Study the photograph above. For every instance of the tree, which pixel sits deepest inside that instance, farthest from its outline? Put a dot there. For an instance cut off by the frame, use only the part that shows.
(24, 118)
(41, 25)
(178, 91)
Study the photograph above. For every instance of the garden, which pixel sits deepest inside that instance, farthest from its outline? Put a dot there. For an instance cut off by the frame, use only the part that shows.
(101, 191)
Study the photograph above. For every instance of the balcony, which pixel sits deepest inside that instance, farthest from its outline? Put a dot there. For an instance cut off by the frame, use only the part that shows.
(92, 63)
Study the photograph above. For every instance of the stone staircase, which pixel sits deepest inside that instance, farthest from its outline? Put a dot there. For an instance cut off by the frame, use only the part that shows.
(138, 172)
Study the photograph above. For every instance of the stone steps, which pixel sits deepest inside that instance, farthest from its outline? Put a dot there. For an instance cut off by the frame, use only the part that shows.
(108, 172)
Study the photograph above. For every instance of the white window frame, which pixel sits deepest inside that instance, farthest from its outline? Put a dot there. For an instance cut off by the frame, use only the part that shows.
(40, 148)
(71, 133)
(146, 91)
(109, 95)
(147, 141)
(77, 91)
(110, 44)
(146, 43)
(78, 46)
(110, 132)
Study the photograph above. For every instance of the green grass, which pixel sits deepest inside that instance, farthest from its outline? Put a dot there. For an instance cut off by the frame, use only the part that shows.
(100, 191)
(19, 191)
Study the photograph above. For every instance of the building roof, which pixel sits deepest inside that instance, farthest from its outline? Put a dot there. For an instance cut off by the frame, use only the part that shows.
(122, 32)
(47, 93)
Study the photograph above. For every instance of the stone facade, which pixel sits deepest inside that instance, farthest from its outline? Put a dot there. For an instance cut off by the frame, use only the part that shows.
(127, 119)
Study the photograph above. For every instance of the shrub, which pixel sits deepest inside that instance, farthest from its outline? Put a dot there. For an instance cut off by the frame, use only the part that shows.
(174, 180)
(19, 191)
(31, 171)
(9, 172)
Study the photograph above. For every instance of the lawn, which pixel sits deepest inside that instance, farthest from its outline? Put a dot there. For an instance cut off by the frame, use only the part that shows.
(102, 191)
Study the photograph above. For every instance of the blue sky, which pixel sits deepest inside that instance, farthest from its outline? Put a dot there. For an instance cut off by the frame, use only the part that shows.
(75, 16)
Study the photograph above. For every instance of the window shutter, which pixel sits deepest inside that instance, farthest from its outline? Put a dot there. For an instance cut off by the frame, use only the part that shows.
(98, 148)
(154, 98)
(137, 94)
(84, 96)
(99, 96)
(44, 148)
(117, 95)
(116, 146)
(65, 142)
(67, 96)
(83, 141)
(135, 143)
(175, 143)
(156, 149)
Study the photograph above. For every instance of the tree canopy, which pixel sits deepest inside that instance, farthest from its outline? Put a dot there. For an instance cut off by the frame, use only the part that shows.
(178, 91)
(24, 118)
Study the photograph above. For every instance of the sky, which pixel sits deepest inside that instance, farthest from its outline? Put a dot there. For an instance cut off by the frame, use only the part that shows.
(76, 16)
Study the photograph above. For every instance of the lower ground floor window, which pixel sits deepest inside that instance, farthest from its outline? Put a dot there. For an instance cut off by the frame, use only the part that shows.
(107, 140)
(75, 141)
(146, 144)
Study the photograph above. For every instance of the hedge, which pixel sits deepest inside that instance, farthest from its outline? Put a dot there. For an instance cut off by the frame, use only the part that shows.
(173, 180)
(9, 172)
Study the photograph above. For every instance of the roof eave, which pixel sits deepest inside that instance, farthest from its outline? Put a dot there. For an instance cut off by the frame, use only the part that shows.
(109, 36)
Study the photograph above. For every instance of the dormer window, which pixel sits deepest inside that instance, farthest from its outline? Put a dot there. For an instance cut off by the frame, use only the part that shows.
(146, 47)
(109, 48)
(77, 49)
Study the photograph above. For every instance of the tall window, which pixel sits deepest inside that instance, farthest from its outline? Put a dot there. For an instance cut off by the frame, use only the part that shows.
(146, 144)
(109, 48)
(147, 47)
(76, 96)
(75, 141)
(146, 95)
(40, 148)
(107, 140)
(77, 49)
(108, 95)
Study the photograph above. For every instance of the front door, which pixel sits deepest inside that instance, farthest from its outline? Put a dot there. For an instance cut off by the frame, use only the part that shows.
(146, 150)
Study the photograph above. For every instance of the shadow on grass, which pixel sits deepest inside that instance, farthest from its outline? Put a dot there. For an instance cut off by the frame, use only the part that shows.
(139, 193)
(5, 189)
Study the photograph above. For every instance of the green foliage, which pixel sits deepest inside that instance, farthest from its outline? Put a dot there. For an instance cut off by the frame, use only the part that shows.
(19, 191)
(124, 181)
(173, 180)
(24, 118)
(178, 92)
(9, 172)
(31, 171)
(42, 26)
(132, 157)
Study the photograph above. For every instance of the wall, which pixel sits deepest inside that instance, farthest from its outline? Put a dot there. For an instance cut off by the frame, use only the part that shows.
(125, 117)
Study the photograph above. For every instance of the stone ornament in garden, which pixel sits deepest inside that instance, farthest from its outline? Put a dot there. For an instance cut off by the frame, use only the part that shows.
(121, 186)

* _Task description_
Reproduce exactly the line containing "Study the photograph above. For every instance of the front" and every line after it through the end of the records above, and nothing else.

* _Answer in full_
Study the photograph above. For every instance of the front door, which pixel sits deepest inside that instance, farthest from its outline? Put a dot there. For an instance cut off by the frame, use only the part that shows.
(146, 150)
Study the photograph above. For every instance of the shadow on grass, which pixel sits deepest inside that instance, farthest from its outline? Put a dot there. For an instance cut off by the frame, use only the part that shows.
(139, 193)
(5, 189)
Study the photograph above. For every instance of the green foliage, which pixel sits deepest inside that instance, farthest from its outline? Put a dot there. For an instance cut off by the frame, use only the part that shows.
(19, 191)
(124, 181)
(173, 180)
(24, 118)
(178, 92)
(9, 172)
(31, 171)
(42, 26)
(132, 157)
Study the photograph above. For every instance of the wall, which pixel sits deepest inside that instance, farthest from its outline? Put a dot there. For an instance cut off by the frame, use only the part that shows.
(125, 117)
Study the photograph above. For every instance of the stone ornament in garden, which pixel sits deepest inside that instance, farthest from its outline? Put a dot there. For an instance cut off by the frame, use only the part that shows.
(121, 186)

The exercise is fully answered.